DIRECTIONS FOR THIS TASK >> Convert the listing below to a two-column CSV with the header instruction,response and one row for each entry: the entry's text and its answer, each in a single quoted field with line breaks replaced by spaces. Leave the pictures out.

ENTRIES SUPPLIED >>

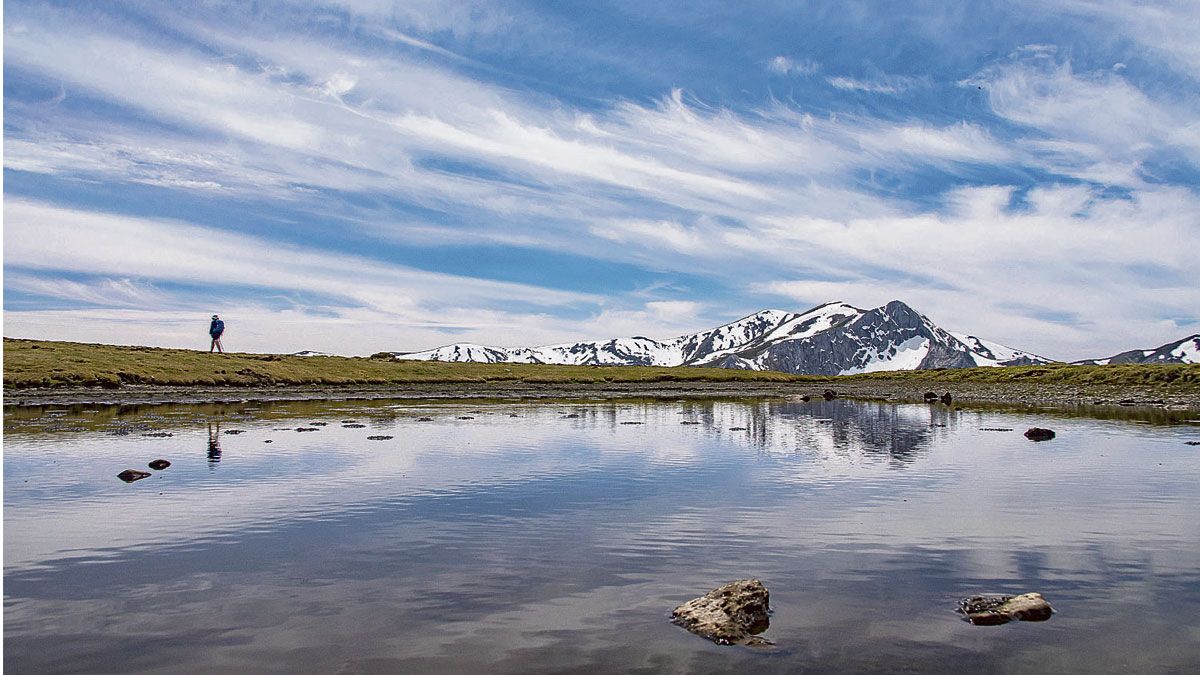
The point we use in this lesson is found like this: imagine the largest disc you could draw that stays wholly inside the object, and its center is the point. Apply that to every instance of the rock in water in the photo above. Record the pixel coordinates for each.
(995, 609)
(131, 475)
(731, 615)
(1038, 434)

TASK OUTPUT >>
instruction,response
"The point we use in this lesson is found like this: imagine the largest disc you could draw that stays wholly inside the object, and its center is the point. Apply that to every instance of the rock in water in the photo above. Record the pixel coordinates for each.","(995, 609) (131, 475) (731, 615) (1038, 434)"